'''

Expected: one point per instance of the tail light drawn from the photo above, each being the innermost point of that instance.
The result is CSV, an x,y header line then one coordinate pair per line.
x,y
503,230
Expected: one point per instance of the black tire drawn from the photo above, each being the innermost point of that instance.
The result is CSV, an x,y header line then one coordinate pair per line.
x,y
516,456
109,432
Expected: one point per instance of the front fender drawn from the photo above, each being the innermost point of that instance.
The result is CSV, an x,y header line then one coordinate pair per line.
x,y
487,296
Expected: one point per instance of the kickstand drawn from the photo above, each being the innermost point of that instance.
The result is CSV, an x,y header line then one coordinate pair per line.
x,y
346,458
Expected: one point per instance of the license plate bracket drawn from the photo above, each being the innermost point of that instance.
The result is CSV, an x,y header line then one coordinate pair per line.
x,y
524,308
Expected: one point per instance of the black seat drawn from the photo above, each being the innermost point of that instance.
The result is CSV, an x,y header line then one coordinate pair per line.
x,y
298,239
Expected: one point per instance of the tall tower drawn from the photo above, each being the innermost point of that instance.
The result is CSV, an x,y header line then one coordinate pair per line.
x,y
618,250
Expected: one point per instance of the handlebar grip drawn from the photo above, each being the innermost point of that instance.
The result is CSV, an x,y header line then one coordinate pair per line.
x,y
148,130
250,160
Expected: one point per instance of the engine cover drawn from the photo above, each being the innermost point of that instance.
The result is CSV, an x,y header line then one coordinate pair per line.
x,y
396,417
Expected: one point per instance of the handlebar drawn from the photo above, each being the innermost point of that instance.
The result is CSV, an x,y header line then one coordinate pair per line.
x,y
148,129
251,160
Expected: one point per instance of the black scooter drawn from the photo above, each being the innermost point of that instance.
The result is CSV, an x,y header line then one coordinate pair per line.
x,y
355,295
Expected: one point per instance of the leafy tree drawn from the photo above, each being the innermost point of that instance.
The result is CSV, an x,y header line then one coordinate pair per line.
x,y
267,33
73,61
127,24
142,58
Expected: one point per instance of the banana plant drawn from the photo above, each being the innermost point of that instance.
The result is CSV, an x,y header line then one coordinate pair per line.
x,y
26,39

'''

— YOUR OBJECTIVE —
All of the entries above need to be retyped exactly.

— TASK RESULT —
Expected: one point per instance of the tail light drawn from the photo above, each being the innermost point of that instance.
The result is CSV, an x,y header line then one coordinate pair per line.
x,y
503,230
Expected: one point per instance of the black tire drawn from the photo above, each being the innermost point of that instance.
The result is CSV, an x,y header line then one coordinate pair per line.
x,y
516,456
109,432
Expected: one point per instance of the front fender drawn from the photo above, each being the innermost point of that instance.
The result is CSV, an x,y header line then one coordinate pair per line.
x,y
487,296
Expected: one point per instance of the kickstand drawn from the photo above, each being the innermost point of that instance.
The result is CSV, an x,y header line then one coordinate pair per line.
x,y
346,458
Expected: one point per instance of the license plate bracket drawn from the photo above, each being the innermost point of that instance.
The result is CSV, an x,y header line then one coordinate pair per line.
x,y
524,308
Expected: one point per instance of the black seat drawn from the photo above, each being the innermost point of that instance.
The result is CSV, an x,y header line then one coordinate pair per line.
x,y
298,239
Expected: one point per instance of the tall tower drawn from the photo above, each being the innermost point of that instance.
The result is CSV, an x,y header line then one coordinate pair per line.
x,y
618,250
Expected: one point per instance of the handlebar grip drawn from the photo above, each being the innermost point of that instance.
The result is CSV, an x,y header line then one coordinate pair per line.
x,y
148,130
250,160
Expected: one point per instance of the engine cover drawn from the photo above, each being the innermost point of that instance.
The result is CSV, an x,y header line then one coordinate pair per line.
x,y
396,417
Expected: one point per instance of the handlebar drawn from the photo above, each being the innermost point of that instance.
The result is CSV, an x,y header line then one coordinate pair per line.
x,y
148,129
251,160
Expected: one point per instance of the black scooter drawn from the photo above, each being the innermost point of that instance.
The result is CSV, an x,y header line then one coordinate pair per line.
x,y
355,295
Expected: one point per instance of the leafy tree drawn from the photo above, each being the innermost point of that instance.
The result is CSV, an x,y header line then one coordinate pair per line.
x,y
267,33
73,61
127,24
142,58
Expected: one point per instance of the banana plant drawn from the photo above, each being the innermost point of that instance.
The result is CSV, an x,y header line then one coordinate pair per line.
x,y
26,39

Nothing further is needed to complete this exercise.